Records from a data collection:
#####
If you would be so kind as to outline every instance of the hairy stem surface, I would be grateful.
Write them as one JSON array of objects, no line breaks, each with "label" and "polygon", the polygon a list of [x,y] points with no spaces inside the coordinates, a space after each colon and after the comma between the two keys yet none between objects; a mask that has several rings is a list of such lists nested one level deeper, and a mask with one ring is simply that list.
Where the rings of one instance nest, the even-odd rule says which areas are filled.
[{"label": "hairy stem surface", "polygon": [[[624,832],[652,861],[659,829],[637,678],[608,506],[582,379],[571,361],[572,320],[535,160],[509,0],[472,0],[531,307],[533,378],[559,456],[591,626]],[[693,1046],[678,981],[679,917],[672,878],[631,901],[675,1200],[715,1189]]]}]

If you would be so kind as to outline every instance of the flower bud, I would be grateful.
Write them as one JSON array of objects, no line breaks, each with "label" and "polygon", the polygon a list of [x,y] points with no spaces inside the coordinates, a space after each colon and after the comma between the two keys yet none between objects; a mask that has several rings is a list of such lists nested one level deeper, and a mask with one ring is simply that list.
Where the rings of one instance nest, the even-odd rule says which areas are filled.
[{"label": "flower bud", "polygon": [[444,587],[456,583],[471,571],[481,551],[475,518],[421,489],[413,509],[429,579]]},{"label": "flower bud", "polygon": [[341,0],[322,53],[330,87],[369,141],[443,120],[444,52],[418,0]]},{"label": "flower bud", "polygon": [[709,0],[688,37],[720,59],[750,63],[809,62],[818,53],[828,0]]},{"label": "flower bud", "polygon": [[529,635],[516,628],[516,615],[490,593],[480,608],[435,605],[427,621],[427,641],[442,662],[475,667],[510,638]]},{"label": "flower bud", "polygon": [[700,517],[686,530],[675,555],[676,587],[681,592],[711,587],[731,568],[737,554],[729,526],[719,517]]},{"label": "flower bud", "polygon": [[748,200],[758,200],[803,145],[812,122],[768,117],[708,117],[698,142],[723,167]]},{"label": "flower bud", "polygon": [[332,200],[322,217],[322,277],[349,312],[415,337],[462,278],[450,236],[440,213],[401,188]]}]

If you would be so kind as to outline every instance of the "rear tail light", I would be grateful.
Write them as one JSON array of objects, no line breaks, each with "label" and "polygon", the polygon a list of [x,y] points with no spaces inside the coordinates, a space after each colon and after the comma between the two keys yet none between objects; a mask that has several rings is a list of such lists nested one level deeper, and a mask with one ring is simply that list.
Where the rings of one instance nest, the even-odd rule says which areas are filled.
#####
§ TO DO: For each line in the data that holds "kind", add one to a count, then report that count alone.

§ ANSWER TO THIS TASK: 3